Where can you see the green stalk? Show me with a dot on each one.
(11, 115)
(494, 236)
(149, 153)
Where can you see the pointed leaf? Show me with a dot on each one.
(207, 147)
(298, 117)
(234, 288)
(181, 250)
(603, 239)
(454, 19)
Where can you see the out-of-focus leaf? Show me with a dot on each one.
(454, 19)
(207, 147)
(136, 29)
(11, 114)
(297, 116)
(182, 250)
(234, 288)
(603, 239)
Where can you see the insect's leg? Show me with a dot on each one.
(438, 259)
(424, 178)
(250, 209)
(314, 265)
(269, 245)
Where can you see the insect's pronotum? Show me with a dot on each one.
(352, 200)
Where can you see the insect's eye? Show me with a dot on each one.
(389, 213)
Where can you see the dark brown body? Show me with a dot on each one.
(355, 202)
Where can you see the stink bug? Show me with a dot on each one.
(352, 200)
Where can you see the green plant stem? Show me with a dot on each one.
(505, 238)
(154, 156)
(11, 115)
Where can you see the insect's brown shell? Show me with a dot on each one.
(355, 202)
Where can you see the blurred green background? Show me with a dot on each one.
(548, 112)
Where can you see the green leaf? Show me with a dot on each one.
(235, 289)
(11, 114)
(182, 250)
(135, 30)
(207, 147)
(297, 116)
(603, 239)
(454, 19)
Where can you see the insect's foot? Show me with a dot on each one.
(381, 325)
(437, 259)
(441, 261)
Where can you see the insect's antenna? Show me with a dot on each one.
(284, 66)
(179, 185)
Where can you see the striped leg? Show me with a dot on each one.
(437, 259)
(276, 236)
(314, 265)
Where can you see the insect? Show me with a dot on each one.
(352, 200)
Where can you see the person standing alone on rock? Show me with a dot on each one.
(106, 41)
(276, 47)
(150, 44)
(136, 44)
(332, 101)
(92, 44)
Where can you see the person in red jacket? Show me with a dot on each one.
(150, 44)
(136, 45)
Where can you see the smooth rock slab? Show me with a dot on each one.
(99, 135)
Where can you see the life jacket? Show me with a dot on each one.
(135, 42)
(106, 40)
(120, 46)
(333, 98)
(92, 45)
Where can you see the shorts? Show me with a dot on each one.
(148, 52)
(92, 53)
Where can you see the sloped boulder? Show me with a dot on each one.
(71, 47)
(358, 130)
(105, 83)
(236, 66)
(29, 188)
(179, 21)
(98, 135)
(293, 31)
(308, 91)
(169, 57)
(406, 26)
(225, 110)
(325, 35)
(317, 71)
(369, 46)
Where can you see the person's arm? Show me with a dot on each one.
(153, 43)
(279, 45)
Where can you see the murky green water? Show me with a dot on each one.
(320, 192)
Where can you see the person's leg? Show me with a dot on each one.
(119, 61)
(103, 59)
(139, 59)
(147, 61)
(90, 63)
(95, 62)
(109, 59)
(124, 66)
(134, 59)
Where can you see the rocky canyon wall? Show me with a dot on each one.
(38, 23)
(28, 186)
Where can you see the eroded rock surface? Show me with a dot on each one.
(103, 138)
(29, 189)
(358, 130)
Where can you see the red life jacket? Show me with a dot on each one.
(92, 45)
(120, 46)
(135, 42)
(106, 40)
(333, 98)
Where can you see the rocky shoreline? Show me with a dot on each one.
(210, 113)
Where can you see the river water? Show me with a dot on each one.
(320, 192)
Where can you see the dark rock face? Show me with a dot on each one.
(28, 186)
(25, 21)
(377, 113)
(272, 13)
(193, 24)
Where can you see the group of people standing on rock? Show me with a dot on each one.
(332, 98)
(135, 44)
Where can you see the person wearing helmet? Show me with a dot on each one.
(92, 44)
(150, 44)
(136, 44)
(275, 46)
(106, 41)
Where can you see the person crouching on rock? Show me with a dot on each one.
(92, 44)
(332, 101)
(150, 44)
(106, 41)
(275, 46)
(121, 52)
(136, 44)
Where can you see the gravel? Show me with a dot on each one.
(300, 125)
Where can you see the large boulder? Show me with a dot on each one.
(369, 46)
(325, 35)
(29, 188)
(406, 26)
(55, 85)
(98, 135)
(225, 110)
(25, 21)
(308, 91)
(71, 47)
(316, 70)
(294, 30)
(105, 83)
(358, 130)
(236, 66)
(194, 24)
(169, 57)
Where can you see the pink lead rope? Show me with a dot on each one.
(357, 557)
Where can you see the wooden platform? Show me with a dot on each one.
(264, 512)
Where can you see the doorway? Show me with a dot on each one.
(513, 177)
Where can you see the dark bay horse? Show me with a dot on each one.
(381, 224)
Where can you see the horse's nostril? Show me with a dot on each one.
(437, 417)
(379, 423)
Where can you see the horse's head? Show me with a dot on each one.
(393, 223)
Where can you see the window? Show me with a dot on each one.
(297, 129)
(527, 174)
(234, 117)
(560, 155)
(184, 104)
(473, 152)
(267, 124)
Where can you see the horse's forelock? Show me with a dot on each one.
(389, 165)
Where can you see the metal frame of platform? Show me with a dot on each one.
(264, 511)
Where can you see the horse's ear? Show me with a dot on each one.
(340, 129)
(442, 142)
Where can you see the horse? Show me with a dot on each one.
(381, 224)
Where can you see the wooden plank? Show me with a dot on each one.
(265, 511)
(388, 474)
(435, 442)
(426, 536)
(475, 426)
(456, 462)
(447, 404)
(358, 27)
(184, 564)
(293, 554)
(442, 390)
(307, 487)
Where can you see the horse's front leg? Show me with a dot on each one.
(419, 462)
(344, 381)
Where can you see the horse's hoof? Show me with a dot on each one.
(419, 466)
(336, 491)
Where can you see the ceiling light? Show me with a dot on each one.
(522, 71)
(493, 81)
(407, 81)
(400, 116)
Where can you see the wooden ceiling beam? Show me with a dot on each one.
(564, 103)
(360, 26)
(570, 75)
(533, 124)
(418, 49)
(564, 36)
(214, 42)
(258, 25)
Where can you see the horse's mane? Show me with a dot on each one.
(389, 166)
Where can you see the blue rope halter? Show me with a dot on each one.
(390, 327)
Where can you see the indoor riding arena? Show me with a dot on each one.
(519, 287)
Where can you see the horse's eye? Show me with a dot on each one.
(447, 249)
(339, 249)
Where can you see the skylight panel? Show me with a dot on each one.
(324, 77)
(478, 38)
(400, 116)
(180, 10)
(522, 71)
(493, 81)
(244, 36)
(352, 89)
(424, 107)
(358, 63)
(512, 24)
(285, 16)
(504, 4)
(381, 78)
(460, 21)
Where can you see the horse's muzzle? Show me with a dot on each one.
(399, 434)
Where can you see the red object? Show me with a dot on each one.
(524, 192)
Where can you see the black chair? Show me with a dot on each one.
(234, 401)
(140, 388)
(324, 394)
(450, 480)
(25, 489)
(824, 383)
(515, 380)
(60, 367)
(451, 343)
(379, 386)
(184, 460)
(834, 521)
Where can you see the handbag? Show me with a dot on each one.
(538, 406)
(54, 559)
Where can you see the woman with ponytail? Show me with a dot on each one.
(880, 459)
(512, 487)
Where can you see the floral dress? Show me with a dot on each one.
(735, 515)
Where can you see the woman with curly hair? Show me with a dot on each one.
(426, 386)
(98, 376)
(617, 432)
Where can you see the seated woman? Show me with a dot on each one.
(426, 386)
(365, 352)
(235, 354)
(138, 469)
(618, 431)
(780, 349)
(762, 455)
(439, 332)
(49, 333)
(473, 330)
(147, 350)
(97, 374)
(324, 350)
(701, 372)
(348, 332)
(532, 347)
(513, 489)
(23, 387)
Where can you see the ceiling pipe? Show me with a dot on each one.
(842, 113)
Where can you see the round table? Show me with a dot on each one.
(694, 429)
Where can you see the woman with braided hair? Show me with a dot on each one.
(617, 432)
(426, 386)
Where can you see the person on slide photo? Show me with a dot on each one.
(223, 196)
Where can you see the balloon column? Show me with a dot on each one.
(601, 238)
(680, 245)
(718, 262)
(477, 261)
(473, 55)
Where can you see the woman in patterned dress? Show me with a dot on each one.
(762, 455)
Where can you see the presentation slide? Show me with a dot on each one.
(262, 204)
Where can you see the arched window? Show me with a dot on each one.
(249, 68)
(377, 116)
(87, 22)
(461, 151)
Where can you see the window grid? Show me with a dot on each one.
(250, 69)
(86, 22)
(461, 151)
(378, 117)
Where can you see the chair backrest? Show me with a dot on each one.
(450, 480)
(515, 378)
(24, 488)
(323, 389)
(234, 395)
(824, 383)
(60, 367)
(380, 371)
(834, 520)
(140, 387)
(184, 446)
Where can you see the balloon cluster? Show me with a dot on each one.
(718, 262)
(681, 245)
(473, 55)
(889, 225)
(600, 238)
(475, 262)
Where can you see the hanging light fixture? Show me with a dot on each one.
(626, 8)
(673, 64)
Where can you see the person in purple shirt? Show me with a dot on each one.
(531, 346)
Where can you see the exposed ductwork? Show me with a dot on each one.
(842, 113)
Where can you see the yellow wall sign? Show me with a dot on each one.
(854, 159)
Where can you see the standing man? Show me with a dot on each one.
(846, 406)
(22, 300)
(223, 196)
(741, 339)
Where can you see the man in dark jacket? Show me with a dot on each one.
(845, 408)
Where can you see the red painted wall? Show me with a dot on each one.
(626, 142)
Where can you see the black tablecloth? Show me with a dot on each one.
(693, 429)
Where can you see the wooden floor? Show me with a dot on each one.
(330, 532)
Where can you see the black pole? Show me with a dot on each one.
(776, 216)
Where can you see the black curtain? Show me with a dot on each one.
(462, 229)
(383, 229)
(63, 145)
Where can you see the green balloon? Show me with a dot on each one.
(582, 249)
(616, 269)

========================

**Problem requirements:** Quote verbatim the line containing "Where can you see the presentation" and every line after it through the end of the records above.

**Answer to the problem:**
Where can you see the presentation slide? Show me with a dot on each one.
(262, 204)
Where can you see the arched window? Show me with a dot on each one.
(249, 68)
(377, 116)
(87, 22)
(461, 151)
Where can you see the window grid? Show me with a dot on each one.
(250, 69)
(86, 22)
(461, 151)
(378, 117)
Where can you see the chair backrest? Show me with a dot on each one.
(450, 480)
(515, 378)
(24, 488)
(323, 389)
(234, 395)
(824, 383)
(60, 367)
(380, 371)
(834, 520)
(140, 387)
(184, 446)
Where can you see the balloon cluster? Show me with a dot on each one.
(718, 262)
(681, 245)
(473, 55)
(889, 225)
(600, 238)
(475, 262)
Where can you see the hanging light fixture? Show me with a dot on each one.
(626, 8)
(673, 64)
Where can you see the person in purple shirt? Show me with a dot on each one.
(531, 346)
Where can you see the exposed ductwork? Show me with a dot on each one.
(842, 113)
Where can you see the yellow wall sign? Show me with a dot on each one.
(854, 159)
Where can you see the standing man? Show me with a dot on each one.
(846, 406)
(22, 300)
(223, 196)
(741, 339)
Where can you see the man in dark jacket? Show me with a dot on each one.
(845, 408)
Where can you see the red painted wall? Show me with a dot on each one.
(626, 142)
Where can you see the black tablecloth? Show me with a dot on each one.
(693, 429)
Where can you see the wooden floor? Show me with a dot on each one.
(330, 532)
Where can you see the black pole? Show me with a dot on each one.
(776, 216)
Where can you see the black curtain? Show me with a dot on each one.
(462, 229)
(383, 229)
(63, 145)
Where can you see the green balloon? Show me with a dot on each one.
(582, 249)
(616, 269)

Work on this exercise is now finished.